INSTRUCTIONS FOR THE TASK → Pull out every line of the material below that contains the word "practice". Uppercase and lowercase letters count as different.

MATERIALS PROVIDED →
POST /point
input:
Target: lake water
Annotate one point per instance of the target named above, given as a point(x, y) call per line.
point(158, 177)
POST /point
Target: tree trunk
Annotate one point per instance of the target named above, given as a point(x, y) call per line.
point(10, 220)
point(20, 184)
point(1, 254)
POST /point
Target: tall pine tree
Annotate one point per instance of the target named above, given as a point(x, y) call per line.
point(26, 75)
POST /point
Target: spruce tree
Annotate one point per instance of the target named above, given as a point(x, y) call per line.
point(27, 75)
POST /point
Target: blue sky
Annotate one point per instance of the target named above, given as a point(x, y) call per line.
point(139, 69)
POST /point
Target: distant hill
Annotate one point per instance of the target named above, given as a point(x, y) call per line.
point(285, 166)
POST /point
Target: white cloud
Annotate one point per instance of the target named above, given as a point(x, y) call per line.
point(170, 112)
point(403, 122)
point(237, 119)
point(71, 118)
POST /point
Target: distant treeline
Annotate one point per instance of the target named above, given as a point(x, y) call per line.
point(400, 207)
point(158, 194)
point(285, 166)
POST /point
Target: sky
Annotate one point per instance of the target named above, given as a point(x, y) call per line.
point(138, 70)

==

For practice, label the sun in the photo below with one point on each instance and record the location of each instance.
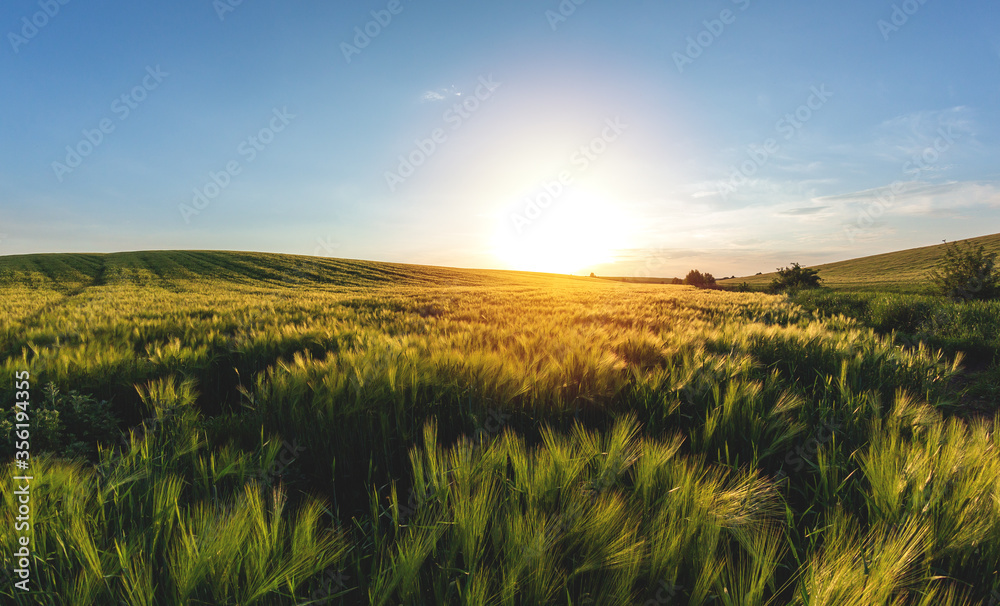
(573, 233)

==

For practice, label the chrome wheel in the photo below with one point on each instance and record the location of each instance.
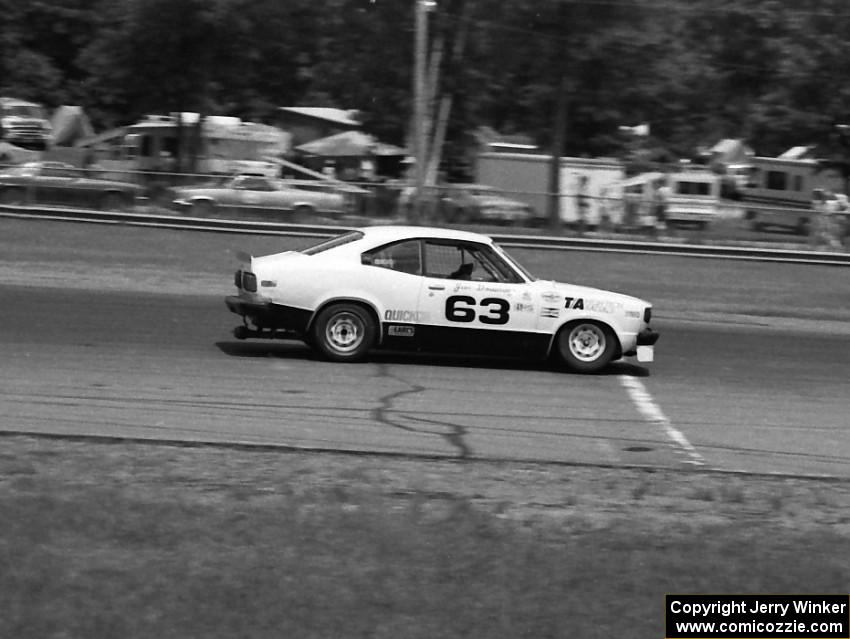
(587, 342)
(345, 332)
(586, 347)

SOLUTION FOR THIS EXERCISE →
For practice, label the sun in the photo below with one point on each instance and record the location of each instance.
For practice, label the chrome wheel in the photo below with one point on each instance and record the location of each instance.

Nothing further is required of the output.